● DOCUMENT TEXT
As the creator of this puzzle at ITA Software, I’m baffled at this exposition. Not the content, which I followed with bemusement, but the motivation.

Hi! Thanks for your talk, by the way. Air travel is such a concrete problem that connects and justifies so many disciplines, someone ought to write a popular-science book about it.

1.

Haskell and its cousins have not been widely adopted despite their good points, and I suspect expositions like this are a big part of their image problem. It’s hard to convince the masses to take functional languages seriously when their advocates manage to hide widely-understood concepts like ‘addition’ and ‘multiplication’ and dynamic programming behind generating functions, to no obvious benefit [1]. Haskell programs written by non-advocates look like they would in every other language. Haskell programs written by its promoters tend to look like something out of Russell&Whitehead - they’re little more “literate” than hexdump output is.

● RECORDED INFORMATION

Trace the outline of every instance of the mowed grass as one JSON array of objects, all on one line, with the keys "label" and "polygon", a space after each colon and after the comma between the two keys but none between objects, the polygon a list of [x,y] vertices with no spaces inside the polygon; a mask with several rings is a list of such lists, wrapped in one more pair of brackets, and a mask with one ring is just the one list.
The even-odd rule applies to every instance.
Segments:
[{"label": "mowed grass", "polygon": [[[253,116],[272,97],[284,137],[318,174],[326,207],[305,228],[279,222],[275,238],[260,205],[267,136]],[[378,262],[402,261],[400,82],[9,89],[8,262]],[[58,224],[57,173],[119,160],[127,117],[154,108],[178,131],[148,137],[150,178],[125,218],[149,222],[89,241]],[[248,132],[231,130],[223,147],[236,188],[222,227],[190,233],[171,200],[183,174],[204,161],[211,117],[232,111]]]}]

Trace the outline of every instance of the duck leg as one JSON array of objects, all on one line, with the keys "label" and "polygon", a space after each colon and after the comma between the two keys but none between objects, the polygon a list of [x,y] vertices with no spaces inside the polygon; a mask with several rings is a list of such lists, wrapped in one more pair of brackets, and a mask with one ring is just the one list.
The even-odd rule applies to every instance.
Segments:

● STATED EXERCISE
Continue the forum reply about Haskell expositions of the ITA Software puzzle from where it stops.

● EXPECTED OUTPUT
I don’t think of myself as a Haskell advocate, and advocating Haskell is certainly not our goal in writing these posts. Rather, we wanted to use the puzzle to introduce some mathematical concepts. Believe it or not, this way to think about the puzzle is the easiest for us that we’ve seen. But it really shouldn’t surprise you that different people prefer different ways to think about the same problem: one person’s dynamic programming is another’s memoization—or is it tabling, or learning, or lazy evaluation? In any case, I guess I fit your generalization about Haskell non-advocates, since if I were to code the solution in any other language, say Java, it would look like the Haskell code here: define interfaces

`Seminearring`

and`Character`

; write a grammar generic in these interfaces; implement the interfaces.

There’s nothing in the algorithm used here that can’t be explained in a straightforward way using commonly understood concepts. If you asked a student to write a program to multiply two numbers would you want to see a “literate” solution f(x,y) = e^(ln x + ln y) containing footnotes about range restrictions on x and y and arguments that this is a natural way for a statistical physicist to think of multiplication, sprinkled with commentary on the partition function, and perhaps a final statement that modern compilers are clever enough to optimize the above code to the IMUL instruction?

I agree with your statement, and we would have written a very different series of posts if our goal was to teach the average programmer how to solve the puzzle and ones like it. But that was not our goal; neither was it to promote Haskell. As for your question, the answer is that it depends on which class or project the student is in.

2.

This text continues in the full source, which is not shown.